- _Given passage_:
○ ○ ○ ○ ○ ○ ○

Miss the Point - design recap & postmortem


First things first,

I got 4th place in the Jam by judges votes,

and 3rd place by jammer votes.

I’m very happy with that result :D Woohoo!

and the Jam was awesome, I enjoyed it very much.


If you haven’t played the game yet, I highly recommend to do so before you read this post.

It’s a short game that usually takes only ~15 minutes to finish and is much more enjoyable without the spoilers in this post.

Play Miss the Point here


Okay with that out of the way, let’s get started.
I already spoke about my experience during the Jam in my first devlog.
Now I want to go into more detail, explaining my goals, my design process, the challenges I faced, and the things that went right and wrong.
So grab yourself a drink and/or snack and let’s get started.


Goal

As stated in my first devlog, my initial goal was simply to make a Platformer with escalating difficulty. From that evolved over time the design goal to make the game difficult but motivating

The dev of Galactic Evader hit the nail on the head, this describes exactly the experience I wanted the player to have. …not the walking through spikes part, but we talk about that later.


Design

How did I tackle making Miss the Point a difficult but motivating game?
Making things difficult is easy, making things motivating not so much, especially if the thing is difficult.

○ ○ ○ ○ ○ ○ ○

- _Extracted information_:
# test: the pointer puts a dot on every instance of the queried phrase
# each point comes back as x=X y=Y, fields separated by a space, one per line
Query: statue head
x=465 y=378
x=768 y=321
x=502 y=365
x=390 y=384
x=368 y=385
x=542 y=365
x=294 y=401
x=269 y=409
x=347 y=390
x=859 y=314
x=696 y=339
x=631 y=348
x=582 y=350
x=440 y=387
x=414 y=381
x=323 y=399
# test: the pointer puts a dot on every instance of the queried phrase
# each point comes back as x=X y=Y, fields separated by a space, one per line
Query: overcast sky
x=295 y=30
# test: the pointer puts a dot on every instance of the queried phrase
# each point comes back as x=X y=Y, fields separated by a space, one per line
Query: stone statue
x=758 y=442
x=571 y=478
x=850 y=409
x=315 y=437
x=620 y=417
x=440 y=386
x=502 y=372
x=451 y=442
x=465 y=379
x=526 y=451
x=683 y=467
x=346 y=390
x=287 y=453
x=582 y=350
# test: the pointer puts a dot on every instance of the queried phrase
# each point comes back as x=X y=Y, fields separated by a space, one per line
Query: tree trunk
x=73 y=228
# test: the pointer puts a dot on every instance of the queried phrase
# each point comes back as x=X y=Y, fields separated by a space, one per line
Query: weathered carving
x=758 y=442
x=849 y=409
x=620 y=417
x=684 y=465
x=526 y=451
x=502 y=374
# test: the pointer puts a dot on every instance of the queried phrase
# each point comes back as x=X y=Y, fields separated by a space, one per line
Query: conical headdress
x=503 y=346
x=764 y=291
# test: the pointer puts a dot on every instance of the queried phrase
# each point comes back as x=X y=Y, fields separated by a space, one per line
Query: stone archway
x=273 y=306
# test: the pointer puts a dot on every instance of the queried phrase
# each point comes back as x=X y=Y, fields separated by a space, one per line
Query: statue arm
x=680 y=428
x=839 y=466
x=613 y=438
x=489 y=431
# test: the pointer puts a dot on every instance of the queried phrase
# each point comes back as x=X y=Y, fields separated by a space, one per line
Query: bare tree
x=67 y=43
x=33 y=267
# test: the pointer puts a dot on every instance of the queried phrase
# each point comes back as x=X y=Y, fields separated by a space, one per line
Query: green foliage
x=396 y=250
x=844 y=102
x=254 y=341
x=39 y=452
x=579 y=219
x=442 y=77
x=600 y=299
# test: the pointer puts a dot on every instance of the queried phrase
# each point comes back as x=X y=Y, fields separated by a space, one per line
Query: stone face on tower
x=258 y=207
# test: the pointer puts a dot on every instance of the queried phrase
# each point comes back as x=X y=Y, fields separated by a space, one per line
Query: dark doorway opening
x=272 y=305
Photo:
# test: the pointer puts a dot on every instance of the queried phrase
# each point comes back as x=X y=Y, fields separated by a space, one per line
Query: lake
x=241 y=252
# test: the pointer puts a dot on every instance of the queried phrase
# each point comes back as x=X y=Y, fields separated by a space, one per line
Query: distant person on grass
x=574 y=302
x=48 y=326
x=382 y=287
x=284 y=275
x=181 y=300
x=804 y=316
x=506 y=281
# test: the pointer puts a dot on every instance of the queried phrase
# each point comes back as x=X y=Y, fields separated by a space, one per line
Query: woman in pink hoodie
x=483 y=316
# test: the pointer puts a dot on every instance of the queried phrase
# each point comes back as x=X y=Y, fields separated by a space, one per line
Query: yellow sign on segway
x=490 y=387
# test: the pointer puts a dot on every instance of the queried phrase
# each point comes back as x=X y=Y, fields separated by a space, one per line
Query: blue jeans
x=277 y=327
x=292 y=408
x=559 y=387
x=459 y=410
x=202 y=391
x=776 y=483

○ ○ ○ ○ ○ ○ ○

- _Requirements_: In the game jam postmortem, replace "devlog" with "blog post" and give the text again from "If you haven’t" up to and including "right and wrong.".

- _Worked solution_:
If you haven’t played the game yet, I highly recommend to do so before you read this post.

It’s a short game that usually takes only ~15 minutes to finish and is much more enjoyable without the spoilers in this post.

Play Miss the Point here


Okay with that out of the way, let’s get started.
I already spoke about my experience during the Jam in my first blog post.
Now I want to go into more detail, explaining my goals, my design process, the challenges I faced, and the things that went right and wrong.